Switch "whole pixels" to "integer pixels" throughout the material below and write out all of its lines again, changing nothing else and leaving out the pictures.
— begin —
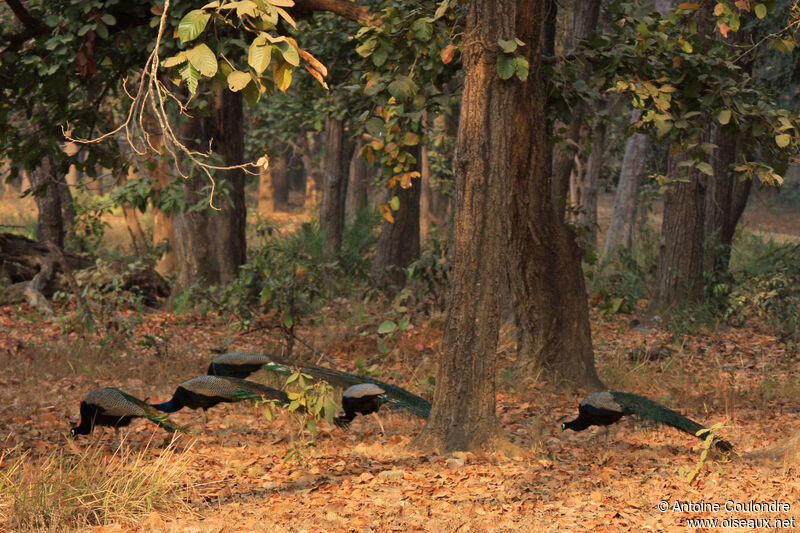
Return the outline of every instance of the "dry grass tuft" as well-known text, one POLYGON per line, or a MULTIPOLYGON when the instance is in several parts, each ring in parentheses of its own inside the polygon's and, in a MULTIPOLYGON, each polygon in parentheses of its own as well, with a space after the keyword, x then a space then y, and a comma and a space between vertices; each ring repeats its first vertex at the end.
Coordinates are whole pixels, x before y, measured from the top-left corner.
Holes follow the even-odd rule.
POLYGON ((135 524, 152 511, 188 510, 183 475, 191 446, 133 450, 124 440, 106 454, 96 439, 67 446, 41 462, 28 452, 0 456, 0 520, 12 530, 64 531, 135 524))

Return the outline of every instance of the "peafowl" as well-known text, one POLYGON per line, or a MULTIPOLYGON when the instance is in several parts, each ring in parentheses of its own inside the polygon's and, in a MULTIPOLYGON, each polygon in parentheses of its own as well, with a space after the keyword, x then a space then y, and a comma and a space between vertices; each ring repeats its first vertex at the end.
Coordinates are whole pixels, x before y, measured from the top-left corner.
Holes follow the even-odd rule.
POLYGON ((198 376, 178 385, 171 400, 153 404, 153 407, 165 413, 174 413, 184 407, 202 409, 205 415, 209 407, 218 403, 243 400, 277 400, 283 405, 289 403, 285 392, 259 383, 230 377, 198 376))
POLYGON ((291 374, 288 368, 258 352, 230 352, 214 358, 208 365, 209 376, 226 376, 244 379, 266 366, 269 370, 284 375, 291 374))
MULTIPOLYGON (((698 431, 705 429, 697 422, 649 398, 628 392, 606 391, 592 393, 581 400, 578 418, 561 424, 561 430, 583 431, 589 426, 608 426, 625 415, 672 426, 695 436, 698 431)), ((723 452, 733 451, 733 446, 722 439, 714 439, 714 445, 723 452)))
POLYGON ((131 420, 137 417, 147 418, 170 431, 189 433, 188 430, 176 425, 166 415, 139 398, 115 388, 93 390, 81 402, 80 410, 80 424, 70 430, 73 437, 88 435, 95 426, 113 427, 114 429, 127 426, 131 420))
— end —
[FINISHED EXERCISE]
Return the outline of every instance of the "dry grass tuft" as well-known text, one POLYGON per line, or a MULTIPOLYGON when the instance is in several parts, each ring in parentheses of its own inside the polygon's and, in a MULTIPOLYGON, each polygon in parentheses of its own as well, with a space after the keyword, x then a space then y, and a comma and a space between vertices; each ring repeats its first vertex at the end.
Coordinates are integer pixels, x before y, measured from the top-left corner.
Holes follow the even-odd rule.
POLYGON ((135 524, 152 511, 188 510, 183 475, 191 446, 133 450, 124 440, 106 454, 96 439, 67 446, 41 462, 28 452, 0 456, 0 520, 12 530, 64 531, 135 524))

Return the outline of every instance of the "peafowl" as well-known text, one POLYGON per line, or a MULTIPOLYGON when the instance is in several parts, each ring in parentheses of its own inside the polygon's and, in a MULTIPOLYGON, each polygon in parentheses of its own as well, with a space after the keyword, x then a space then y, and a comma and a space between vertices; each ring repeats its first vertex at the end.
Coordinates are integer pixels, x before y, measured from the top-left corner.
Holes follow the even-odd rule.
POLYGON ((198 376, 178 385, 171 400, 153 404, 153 407, 165 413, 174 413, 184 407, 202 409, 205 415, 209 407, 218 403, 243 400, 277 400, 283 405, 289 403, 285 392, 259 383, 230 377, 198 376))
POLYGON ((291 374, 288 368, 258 352, 230 352, 214 358, 208 365, 209 376, 226 376, 244 379, 266 366, 269 370, 284 375, 291 374))
MULTIPOLYGON (((698 431, 705 429, 697 422, 649 398, 628 392, 606 391, 592 393, 581 400, 578 418, 561 424, 561 430, 583 431, 589 426, 608 426, 625 415, 672 426, 695 436, 698 431)), ((723 452, 733 451, 733 446, 722 439, 714 439, 714 445, 723 452)))
POLYGON ((131 420, 137 417, 147 418, 170 431, 189 433, 188 430, 176 425, 166 415, 139 398, 115 388, 93 390, 81 402, 80 410, 80 424, 70 430, 73 437, 88 435, 95 426, 113 427, 114 429, 127 426, 131 420))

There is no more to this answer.